**Tâche demandée 1:**
Énumérez tous les objets que le futur envoie à la femme sur un plateau après son consentement, d'après le texte retenu.
**Tâche demandée 2:**
Selon le texte retenu, combien de temps durent ordinairement les fêtes de mariage ?
**Tâche demandée 3:**
Extrayez s'il vous plaît du texte retenu le passage qui s'ouvre sur les mots contenant "Les premières conditions" et se ferme sur "pains de sucre.".

Campement d’Illyates, dans la plaine de Véramine. — Dessin de M. le commandant Duhousset.

Cette circonstance valait bien la peine de prolonger un peu notre séjour, qui me fournit l’occasion de dire quelques mots sur les mariages en Perse.

Les premières conditions se règlent par les parents ; l’homme constitue la dot, et cette dot est acquise intégralement à la femme. Le mollah (prêtre), devant lequel se rédige l’acte de donation, demande à la femme si elle consent à prendre pour époux tel homme, avec telle somme d’argent. Si elle accepte, le futur lui envoie immédiatement, sur un plateau, une bague, un miroir et un châle, accompagnés de pains de sucre.

Aussitôt que le mot agde (mariage) a été prononcé, une partie de la somme promise est envoyée pour le trousseau de la mariée, qui est censée n’avoir pas encore été aperçue, quoique tout ait été arrangé pour en procurer la vue au futur : soit en le cachant derrière un rideau, soit en ayant l’air d’ignorer les rencontres dont il a profité pour faire sa cour pendant les deux ou trois mois qui ont précédé la conclusion du mariage. Cette époque arrivée, on fait des invitations pour les fêtes, qui durent ordinairement trois jours et même une semaine chez les gens riches.

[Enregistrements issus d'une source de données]
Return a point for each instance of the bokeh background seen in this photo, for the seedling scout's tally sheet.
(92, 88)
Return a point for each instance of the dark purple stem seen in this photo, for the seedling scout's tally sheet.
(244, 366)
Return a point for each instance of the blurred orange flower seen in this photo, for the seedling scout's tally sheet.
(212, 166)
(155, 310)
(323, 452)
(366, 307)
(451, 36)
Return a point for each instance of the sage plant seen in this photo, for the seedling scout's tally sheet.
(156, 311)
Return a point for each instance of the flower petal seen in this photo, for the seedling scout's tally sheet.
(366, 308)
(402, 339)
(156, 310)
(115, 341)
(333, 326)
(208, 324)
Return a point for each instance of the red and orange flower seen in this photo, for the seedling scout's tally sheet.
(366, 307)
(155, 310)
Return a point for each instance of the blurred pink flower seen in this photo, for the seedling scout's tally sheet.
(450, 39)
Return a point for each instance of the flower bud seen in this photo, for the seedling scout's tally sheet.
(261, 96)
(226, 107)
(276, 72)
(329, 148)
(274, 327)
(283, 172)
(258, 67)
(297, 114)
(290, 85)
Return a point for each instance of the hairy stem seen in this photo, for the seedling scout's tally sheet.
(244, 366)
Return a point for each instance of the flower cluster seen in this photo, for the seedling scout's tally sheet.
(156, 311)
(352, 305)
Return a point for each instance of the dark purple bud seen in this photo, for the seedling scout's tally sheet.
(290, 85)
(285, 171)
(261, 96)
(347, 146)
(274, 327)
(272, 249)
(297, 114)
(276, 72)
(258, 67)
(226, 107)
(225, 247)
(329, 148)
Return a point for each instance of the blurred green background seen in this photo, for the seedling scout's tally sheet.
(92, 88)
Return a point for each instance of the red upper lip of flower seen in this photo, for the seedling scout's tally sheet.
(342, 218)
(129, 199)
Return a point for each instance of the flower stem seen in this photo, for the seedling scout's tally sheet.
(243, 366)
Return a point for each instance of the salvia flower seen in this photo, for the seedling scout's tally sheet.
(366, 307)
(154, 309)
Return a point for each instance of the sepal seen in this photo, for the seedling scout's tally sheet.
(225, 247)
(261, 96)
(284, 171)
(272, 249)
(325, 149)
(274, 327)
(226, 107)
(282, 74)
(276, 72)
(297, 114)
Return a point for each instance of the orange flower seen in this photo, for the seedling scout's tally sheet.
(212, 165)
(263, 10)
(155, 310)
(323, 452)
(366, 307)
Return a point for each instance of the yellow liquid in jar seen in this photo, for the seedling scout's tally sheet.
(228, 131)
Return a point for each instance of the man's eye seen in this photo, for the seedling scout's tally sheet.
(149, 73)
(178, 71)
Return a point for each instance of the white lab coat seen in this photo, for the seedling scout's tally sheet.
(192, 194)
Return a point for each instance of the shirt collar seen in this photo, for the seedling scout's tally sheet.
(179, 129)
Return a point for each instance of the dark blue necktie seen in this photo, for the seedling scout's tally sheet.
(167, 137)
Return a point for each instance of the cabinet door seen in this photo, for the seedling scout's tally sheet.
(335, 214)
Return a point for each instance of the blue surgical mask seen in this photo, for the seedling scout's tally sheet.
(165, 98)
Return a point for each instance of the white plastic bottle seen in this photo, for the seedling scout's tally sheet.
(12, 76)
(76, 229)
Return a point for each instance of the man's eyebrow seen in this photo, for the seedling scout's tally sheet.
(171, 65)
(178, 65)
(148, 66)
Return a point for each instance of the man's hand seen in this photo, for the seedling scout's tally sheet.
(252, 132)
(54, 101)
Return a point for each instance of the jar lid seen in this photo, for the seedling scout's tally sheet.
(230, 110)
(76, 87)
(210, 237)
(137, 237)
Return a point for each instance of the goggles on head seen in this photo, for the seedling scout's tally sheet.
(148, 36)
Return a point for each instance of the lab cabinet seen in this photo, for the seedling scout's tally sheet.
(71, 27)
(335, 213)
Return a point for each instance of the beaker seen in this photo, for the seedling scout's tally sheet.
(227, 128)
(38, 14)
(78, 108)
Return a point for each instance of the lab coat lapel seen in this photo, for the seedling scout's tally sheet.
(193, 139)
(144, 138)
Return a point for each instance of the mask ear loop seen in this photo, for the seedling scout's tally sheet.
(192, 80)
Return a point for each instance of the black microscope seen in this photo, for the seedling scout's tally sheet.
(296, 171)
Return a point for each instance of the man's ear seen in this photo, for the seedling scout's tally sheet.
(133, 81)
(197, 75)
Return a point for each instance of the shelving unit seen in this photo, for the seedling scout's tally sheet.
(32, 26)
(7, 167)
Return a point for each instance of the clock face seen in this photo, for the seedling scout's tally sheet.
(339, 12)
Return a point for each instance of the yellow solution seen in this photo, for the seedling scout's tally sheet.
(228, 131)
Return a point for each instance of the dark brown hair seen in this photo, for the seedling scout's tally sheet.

**Résultat obtenu 1:**
Une bague, un miroir, un châle et des pains de sucre.

**Résultat obtenu 2:**
Trois jours, et même une semaine chez les gens riches.

**Résultat obtenu 3:**
Les premières conditions se règlent par les parents ; l’homme constitue la dot, et cette dot est acquise intégralement à la femme. Le mollah (prêtre), devant lequel se rédige l’acte de donation, demande à la femme si elle consent à prendre pour époux tel homme, avec telle somme d’argent. Si elle accepte, le futur lui envoie immédiatement, sur un plateau, une bague, un miroir et un châle, accompagnés de pains de sucre.